PROVIDED MATERIAL:

★ ★ ★ ★ ★

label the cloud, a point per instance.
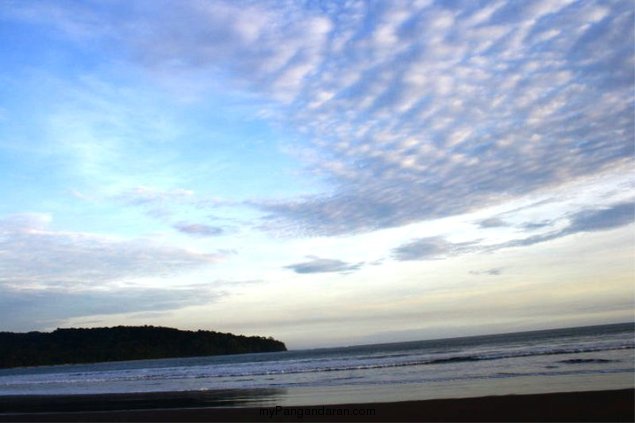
(29, 309)
(611, 217)
(197, 229)
(603, 219)
(593, 220)
(430, 248)
(35, 257)
(493, 222)
(321, 265)
(412, 110)
(489, 272)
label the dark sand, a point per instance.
(614, 405)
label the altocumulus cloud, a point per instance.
(414, 110)
(198, 229)
(592, 220)
(322, 265)
(35, 257)
(430, 248)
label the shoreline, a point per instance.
(605, 405)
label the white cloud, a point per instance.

★ ★ ★ ★ ★

YOUR ASSIGNMENT:
Look for "label the shoreline, a point per instance." in the records. Write out its line and every later line through the end exactly, with nothing more.

SOLUTION TO THIS TASK:
label the shoreline, a point per instance.
(605, 405)
label the white cloud, a point per instance.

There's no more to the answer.